• What you have to do
Repeat every line of the listing below exactly, minus the pictures.

• Extracted material
>>
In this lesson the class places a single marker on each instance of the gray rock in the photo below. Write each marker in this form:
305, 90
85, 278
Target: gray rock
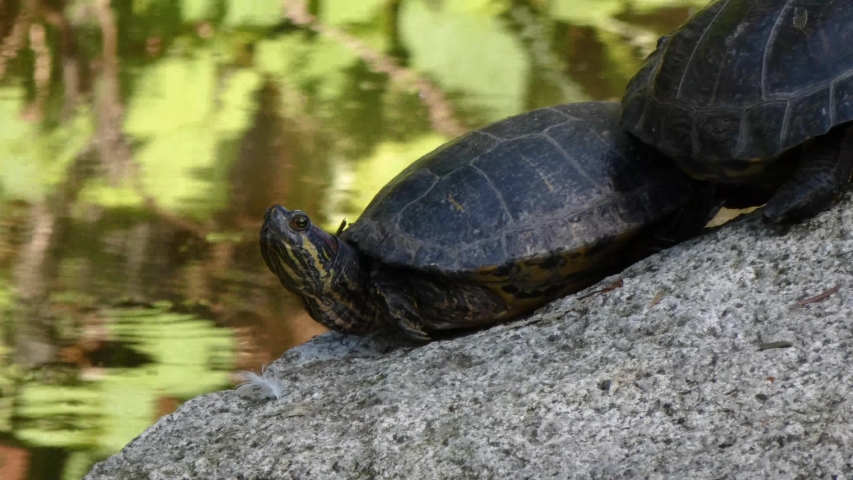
694, 386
<<
• Answer for this exercise
In this lesson the class places a single marker on each instance of the gray rock in the photo below. Write each marker in this form:
305, 90
85, 278
Target: gray rock
694, 386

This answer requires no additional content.